### THE EXERCISE:
Count the lines in the records below that contain the string "steering", treating uppercase and lowercase as different. Reply with the number alone.
============================================================
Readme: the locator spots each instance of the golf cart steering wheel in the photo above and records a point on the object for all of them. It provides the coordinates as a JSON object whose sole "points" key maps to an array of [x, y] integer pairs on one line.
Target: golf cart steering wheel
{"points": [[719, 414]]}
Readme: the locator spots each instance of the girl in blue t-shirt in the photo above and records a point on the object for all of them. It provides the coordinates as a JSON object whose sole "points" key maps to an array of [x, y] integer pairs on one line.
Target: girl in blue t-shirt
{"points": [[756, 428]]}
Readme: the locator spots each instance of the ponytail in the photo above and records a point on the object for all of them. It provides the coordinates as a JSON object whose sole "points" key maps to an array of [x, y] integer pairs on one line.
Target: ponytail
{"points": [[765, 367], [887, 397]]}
============================================================
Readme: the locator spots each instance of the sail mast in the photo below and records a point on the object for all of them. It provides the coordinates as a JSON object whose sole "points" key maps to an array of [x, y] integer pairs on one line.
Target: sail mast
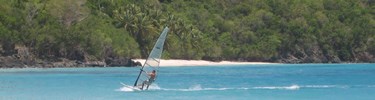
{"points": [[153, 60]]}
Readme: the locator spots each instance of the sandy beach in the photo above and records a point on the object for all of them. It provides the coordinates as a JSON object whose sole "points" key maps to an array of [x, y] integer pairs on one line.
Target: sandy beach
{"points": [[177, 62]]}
============================================================
### EXERCISE RESPONSE:
2